Maria Jane McIntosh (1803 – February 25, 1878) was an American writer. She began her literary career using the pseudonym "Aunt Kitty". She used contrasting pairs of characters to demonstrate her moral lesson.

==Biography==
Maria's father, Major Lachlan McIntosh fought in the American Revolutionary War, afterwards establishing a law practice in Sunbury, and starting a family.

Maria was educated in the Academy of Sunbury, and moved to New York City in 1835 to live with her brother, James M. McIntosh, after the death of both of her parents. Having lost her fortune in the Panic of 1837, she adopted authorship as a means of support.

Under the pen name of “Aunt Kitty” she published a juvenile story entitled “Blind Alice” that at once became popular (1841), and was followed by others (New York, 1843), the whole series being issued in one volume as Aunt Kitty's Tales (1847). On the recommendation of the tragedian Macready, these and many of her subsequent tales were reprinted in London. Her writings are each illustrative of a moral sentiment.

### WHAT YOU NEED TO DO
A - Using the piece on Maria Jane McIntosh, mark each statement yes or no and quote the words that decide it: (i) She moved to New York City in 1835. (ii) Her father set up a law practice in Savannah. (iii) She turned to writing to support herself after losing her fortune in the Panic of 1837.
B - Translate this sentence from the piece on Maria Jane McIntosh into Spanish: "Her writings are each illustrative of a moral sentiment."
The rows after this have nothing to do with the piece on Maria Jane McIntosh.

### RECORDS SUPPLIED
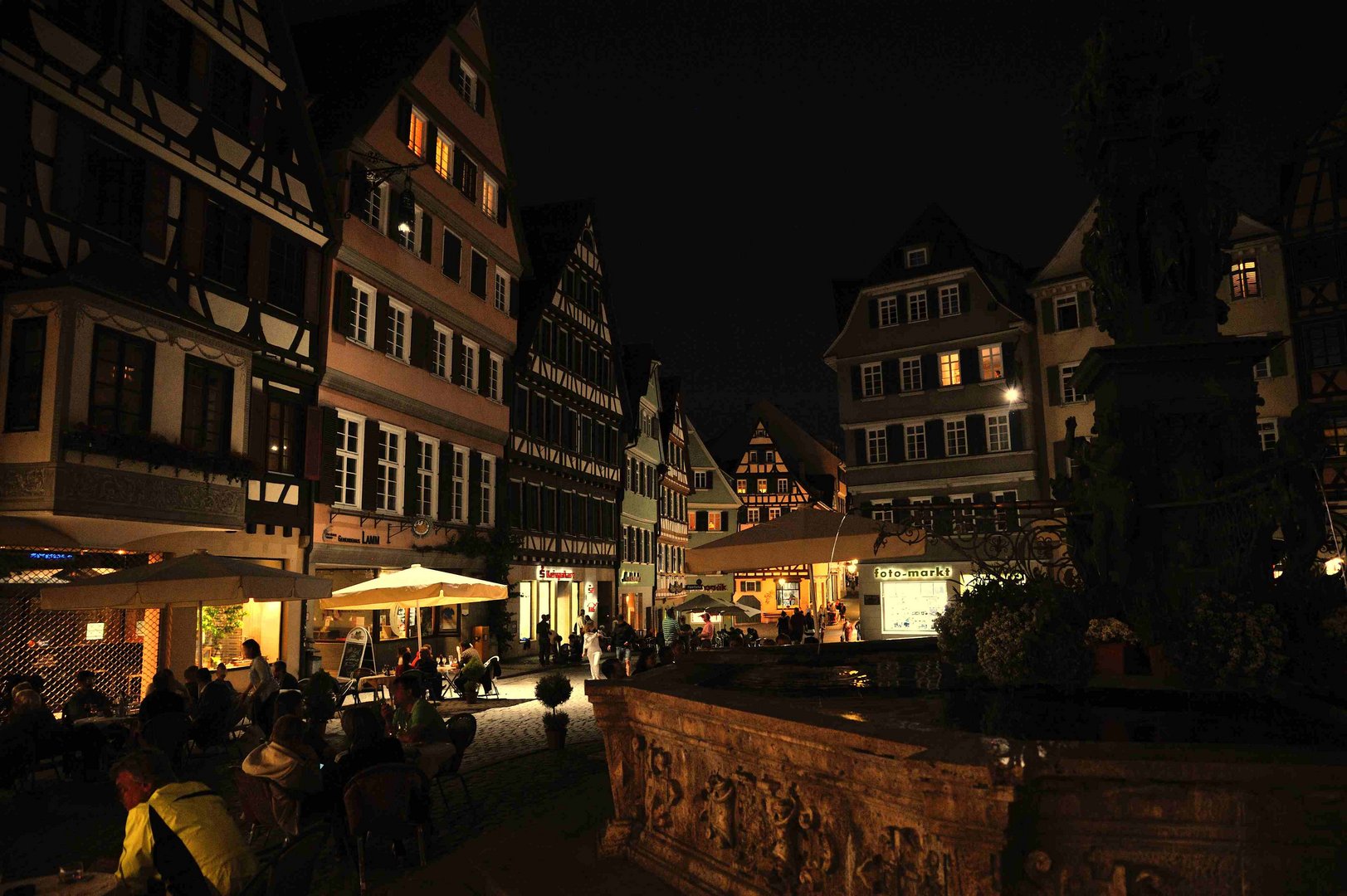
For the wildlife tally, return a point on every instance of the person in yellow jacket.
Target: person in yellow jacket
(177, 831)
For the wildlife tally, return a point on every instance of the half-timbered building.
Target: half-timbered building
(1315, 241)
(566, 448)
(675, 485)
(422, 319)
(642, 485)
(935, 407)
(162, 218)
(776, 468)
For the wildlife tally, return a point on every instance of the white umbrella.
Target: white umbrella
(414, 587)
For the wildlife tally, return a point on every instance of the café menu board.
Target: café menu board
(354, 654)
(910, 609)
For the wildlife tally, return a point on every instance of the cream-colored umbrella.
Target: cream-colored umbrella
(415, 587)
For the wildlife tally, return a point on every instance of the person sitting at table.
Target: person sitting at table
(285, 679)
(86, 699)
(162, 699)
(179, 835)
(411, 718)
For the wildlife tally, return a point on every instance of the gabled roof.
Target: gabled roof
(549, 233)
(354, 64)
(817, 468)
(950, 251)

### PROBLEM SOLUTIONS
A -
(i) Yes: "moved to New York City in 1835"
(ii) No: "establishing a law practice in Sunbury"
(iii) Yes: "Having lost her fortune in the Panic of 1837, she adopted authorship as a means of support."

B - Cada uno de sus escritos ilustra un sentimiento moral.